SUPPLIED PASSAGE

Content starts

Ever heard of Val McDermid? Even if you’re not into thrillers, you’ll surely know that Val’s an out and proud lesbian and, btw, a world-class crime writer. According to her website, to date she has sold over 19 million books across the globe and has been translated into more than 40 languages. She’s won countless awards, including the DIVA Literary Award for Crime for Insidious Intent in 2017. Her popular crime series have been adapted for TV, including Wire in the Blood, Traces, A Place Of Execution and most recently, a series featuring cold case specialist, Inspector Karen Pirie. Last year saw the appearance of Past Lying, the 7th title in the Pirie series, and the next one, Silent Bones, is due to come out in October 2024.
Of course, you know all that. But do you know what’s coming next? Nearly forty (yes, 40!) years ago Val was a lesfic pioneer setting out on the path to global fame by daring to write a novel featuring the UK’s first openly lesbian detective, Lindsay Gordon. Ultimately the lezzie Lindsay books would stretch to a series of six, first published by the Women’s Press. In an article* Val recalled, “The Women’s Press was a small feminist publishing house whose output went largely unreviewed by the mainstream press and was ignored by chain booksellers. Back then, the notion that a commercial house would publish a novel that featured a lesbian protagonist was laughable. I knew that I’d never make a living as a writer if I stuck to writing about Lindsay.”
Luckily for crime fans around the world, Val flexed her fingers, branched out into crime thrillers (with straight and/or male protagonists) and her career took off. But luckily for me, and many other lesbians back in the late 1980s seeking our sort of protagonist to identify with, Val’s feisty Lindsay Gordon came out in Report for Murder. I discovered the reporter-turned-detective on the shelves of the feminist bookshop in Amsterdam, Xantippe and fell in love with her at once. Needless to say (but I’ll say it anyway), I devoured every tasty new Lindsay title as soon as it appeared and collected the lot.

Content ends

DATA BLOCK
Content starts

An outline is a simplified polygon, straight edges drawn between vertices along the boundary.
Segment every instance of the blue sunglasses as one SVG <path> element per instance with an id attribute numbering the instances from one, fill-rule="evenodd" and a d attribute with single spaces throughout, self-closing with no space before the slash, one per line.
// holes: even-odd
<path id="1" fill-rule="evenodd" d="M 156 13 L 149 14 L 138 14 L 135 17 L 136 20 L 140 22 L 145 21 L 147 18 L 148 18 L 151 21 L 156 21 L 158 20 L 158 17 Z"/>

Content ends

COMPLETE THE FOLLOWING
- 1) In two sentences, what does the Val McDermid piece say?
- 2) How would this sentence from the Val McDermid piece read in Spanish: "Luckily for crime fans around the world, Val flexed her fingers, branched out into crime thrillers (with straight and/or male protagonists) and her career took off."
- 3) Reproduce word for word the stretch of the Val McDermid piece that begins at the words "Luckily for crime" and stops after "collected the lot.".

REPLIES
- 1) Val McDermid is an openly lesbian, world-class crime writer who has sold over 19 million books in more than 40 languages and whose series, including the Karen Pirie novels, have been adapted for TV. Nearly forty years ago she wrote the UK's first openly lesbian detective, Lindsay Gordon, in a six-book series first published by the Women's Press, and the writer of the piece found the first of them, Report for Murder, in an Amsterdam feminist bookshop and went on to collect every title.

- 2) Por suerte para los aficionados al género policiaco de todo el mundo, Val flexionó los dedos, se diversificó hacia los thrillers policiacos (con protagonistas heterosexuales y/o masculinos) y su carrera despegó.

- 3)
Luckily for crime fans around the world, Val flexed her fingers, branched out into crime thrillers (with straight and/or male protagonists) and her career took off. But luckily for me, and many other lesbians back in the late 1980s seeking our sort of protagonist to identify with, Val’s feisty Lindsay Gordon came out in Report for Murder. I discovered the reporter-turned-detective on the shelves of the feminist bookshop in Amsterdam, Xantippe and fell in love with her at once. Needless to say (but I’ll say it anyway), I devoured every tasty new Lindsay title as soon as it appeared and collected the lot.